[TASK DIRECTIONS]:
Every line below between the line holding "Target: boy's arm" and the line holding "Sample: [(53, 411)]", inclusive, should be repeated exactly, and all other lines omitted.

(Recorded data)
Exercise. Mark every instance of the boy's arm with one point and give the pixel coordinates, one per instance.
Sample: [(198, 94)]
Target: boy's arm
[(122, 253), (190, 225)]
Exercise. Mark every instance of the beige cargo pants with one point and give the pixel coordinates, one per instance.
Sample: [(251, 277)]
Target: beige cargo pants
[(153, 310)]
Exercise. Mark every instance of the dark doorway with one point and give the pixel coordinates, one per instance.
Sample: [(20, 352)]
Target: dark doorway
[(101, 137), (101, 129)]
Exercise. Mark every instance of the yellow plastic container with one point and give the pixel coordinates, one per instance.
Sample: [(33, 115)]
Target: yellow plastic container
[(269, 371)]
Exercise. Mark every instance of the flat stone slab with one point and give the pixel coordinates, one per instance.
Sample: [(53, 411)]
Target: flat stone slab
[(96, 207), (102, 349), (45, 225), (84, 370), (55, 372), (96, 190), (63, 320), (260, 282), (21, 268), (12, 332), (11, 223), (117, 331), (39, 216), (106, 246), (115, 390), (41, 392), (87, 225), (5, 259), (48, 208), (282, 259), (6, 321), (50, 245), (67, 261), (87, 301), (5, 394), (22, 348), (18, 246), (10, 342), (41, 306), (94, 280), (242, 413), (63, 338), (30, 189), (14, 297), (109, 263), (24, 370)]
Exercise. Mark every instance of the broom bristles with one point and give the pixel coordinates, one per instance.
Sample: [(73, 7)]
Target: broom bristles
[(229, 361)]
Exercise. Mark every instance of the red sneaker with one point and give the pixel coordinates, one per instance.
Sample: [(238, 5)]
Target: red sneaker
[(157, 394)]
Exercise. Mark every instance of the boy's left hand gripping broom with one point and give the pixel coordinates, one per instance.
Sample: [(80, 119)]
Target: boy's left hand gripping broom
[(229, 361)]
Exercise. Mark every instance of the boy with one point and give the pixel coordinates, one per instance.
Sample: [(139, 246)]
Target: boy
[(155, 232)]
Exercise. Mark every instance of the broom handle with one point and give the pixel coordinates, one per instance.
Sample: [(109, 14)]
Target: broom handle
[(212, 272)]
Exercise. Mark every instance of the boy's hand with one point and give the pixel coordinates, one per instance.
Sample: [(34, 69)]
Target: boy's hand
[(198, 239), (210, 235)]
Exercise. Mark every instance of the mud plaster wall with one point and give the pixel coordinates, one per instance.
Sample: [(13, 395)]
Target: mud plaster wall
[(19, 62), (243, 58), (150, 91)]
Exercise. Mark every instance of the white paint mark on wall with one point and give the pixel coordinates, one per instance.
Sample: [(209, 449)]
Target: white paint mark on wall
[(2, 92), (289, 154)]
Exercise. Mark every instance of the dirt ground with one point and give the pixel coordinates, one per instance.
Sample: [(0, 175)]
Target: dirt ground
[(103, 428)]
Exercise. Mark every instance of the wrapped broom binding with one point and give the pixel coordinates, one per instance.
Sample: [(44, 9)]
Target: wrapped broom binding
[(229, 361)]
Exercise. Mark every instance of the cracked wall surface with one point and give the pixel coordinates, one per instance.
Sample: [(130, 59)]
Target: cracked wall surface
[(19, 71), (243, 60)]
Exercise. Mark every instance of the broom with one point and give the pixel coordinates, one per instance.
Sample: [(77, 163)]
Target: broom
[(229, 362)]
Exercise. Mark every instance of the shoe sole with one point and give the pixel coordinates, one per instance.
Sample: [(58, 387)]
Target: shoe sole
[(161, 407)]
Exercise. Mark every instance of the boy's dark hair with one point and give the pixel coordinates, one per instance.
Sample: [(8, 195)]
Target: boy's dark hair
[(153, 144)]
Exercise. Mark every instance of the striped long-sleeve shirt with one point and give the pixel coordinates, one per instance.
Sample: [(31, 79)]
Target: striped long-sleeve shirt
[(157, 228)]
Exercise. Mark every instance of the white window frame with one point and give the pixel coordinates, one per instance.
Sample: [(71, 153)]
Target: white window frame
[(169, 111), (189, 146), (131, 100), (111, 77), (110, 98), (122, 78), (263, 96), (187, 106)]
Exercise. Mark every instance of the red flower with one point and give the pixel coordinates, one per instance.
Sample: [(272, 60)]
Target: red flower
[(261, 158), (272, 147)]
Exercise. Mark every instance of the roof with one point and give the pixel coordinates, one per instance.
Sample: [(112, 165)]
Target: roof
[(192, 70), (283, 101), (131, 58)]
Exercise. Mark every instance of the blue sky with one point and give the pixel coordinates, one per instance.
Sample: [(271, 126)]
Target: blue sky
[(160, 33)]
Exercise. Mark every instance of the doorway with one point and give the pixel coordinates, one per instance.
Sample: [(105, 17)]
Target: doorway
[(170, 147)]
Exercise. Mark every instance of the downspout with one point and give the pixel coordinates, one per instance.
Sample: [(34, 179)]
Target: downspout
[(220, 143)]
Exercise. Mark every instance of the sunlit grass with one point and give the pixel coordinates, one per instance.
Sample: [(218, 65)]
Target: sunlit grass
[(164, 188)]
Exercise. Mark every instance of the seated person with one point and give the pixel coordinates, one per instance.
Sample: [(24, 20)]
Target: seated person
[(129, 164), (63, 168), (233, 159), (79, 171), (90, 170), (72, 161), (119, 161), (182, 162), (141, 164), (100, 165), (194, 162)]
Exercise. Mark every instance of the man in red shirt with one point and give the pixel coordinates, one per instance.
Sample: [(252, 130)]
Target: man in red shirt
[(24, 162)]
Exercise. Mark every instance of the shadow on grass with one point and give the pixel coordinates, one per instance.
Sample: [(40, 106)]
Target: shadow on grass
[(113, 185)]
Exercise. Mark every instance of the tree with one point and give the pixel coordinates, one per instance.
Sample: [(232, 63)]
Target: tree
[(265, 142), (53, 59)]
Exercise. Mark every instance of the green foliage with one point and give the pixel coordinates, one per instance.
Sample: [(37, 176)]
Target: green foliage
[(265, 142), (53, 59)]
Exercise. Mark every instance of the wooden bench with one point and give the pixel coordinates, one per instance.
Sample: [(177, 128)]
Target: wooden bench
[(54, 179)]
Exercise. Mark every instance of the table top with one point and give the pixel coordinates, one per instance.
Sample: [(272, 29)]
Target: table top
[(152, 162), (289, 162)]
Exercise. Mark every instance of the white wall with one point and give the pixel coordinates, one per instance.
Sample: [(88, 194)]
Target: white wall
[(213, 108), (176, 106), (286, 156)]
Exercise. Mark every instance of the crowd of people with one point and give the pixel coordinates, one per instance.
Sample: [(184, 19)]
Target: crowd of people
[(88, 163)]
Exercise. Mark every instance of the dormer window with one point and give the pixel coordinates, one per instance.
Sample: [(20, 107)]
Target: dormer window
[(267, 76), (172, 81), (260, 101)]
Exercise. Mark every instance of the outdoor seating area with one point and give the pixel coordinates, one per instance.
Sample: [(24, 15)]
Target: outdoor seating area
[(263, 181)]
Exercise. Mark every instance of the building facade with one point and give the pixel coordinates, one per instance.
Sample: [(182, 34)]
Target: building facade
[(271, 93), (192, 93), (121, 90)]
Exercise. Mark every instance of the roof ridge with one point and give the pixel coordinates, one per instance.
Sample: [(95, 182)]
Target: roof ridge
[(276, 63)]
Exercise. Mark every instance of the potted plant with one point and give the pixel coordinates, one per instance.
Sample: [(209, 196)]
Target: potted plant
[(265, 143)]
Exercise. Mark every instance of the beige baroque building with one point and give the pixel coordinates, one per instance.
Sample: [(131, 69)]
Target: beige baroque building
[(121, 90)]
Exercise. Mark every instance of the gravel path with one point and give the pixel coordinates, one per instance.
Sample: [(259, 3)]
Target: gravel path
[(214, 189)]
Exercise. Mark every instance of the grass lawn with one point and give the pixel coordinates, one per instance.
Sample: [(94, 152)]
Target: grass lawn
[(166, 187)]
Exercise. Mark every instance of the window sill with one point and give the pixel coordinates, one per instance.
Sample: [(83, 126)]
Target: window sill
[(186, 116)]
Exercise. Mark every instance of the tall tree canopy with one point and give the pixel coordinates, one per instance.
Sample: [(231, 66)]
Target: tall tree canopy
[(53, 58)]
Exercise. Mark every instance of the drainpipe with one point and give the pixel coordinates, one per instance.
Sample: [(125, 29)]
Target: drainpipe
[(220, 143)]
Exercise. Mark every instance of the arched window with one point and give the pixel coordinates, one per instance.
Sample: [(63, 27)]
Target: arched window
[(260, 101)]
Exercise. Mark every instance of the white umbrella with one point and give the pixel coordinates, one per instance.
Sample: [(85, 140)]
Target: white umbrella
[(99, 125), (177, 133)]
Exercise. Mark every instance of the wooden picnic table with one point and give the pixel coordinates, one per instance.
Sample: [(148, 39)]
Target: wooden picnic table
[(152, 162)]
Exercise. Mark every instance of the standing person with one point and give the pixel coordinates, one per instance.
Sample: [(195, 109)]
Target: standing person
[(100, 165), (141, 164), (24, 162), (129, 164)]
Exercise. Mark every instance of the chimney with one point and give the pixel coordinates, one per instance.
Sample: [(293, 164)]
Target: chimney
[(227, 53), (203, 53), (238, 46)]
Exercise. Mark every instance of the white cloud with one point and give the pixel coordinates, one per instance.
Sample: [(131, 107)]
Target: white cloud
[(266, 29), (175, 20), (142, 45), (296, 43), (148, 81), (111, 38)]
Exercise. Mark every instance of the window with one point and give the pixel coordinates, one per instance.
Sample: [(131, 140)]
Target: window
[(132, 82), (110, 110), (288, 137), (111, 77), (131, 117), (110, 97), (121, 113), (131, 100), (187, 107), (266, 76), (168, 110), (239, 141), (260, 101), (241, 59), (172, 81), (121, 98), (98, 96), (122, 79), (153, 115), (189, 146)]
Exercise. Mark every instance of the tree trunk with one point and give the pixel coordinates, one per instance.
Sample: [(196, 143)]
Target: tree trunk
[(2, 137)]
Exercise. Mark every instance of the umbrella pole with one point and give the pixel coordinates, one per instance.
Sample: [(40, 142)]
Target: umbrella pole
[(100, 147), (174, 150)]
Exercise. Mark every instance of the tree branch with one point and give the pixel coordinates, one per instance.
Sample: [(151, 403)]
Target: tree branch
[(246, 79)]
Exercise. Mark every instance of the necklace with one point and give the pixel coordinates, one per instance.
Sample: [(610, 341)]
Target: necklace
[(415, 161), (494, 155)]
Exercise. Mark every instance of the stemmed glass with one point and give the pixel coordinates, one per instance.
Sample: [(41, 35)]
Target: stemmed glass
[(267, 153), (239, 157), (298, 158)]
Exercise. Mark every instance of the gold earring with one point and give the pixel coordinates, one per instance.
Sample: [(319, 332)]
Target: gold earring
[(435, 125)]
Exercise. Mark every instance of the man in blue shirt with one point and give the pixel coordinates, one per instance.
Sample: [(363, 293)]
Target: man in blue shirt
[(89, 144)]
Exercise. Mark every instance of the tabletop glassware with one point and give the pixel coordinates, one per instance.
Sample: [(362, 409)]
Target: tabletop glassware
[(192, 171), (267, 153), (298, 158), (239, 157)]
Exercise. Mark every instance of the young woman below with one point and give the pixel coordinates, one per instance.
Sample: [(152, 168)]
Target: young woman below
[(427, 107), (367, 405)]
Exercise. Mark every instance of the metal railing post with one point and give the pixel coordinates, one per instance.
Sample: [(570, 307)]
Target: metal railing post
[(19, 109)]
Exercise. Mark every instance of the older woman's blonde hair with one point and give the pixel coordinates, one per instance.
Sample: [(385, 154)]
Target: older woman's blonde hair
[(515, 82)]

[WORKED SOLUTION]:
Target: boy's arm
[(122, 253), (190, 225)]
Exercise. Mark every instance of the beige cargo pants with one point and give the pixel coordinates, one per instance.
Sample: [(251, 277)]
Target: beige cargo pants
[(153, 310)]
Exercise. Mark every instance of the dark doorway with one point and give the pixel coordinates, one per instance.
Sample: [(20, 352)]
Target: dark doorway
[(101, 137), (101, 129)]
Exercise. Mark every instance of the yellow plastic container with one point and give the pixel coordinates, one per instance.
Sample: [(33, 115)]
Target: yellow plastic container
[(269, 371)]
Exercise. Mark every instance of the flat stone slab with one point and give the pixel coordinates, one per instance.
Sample: [(53, 411)]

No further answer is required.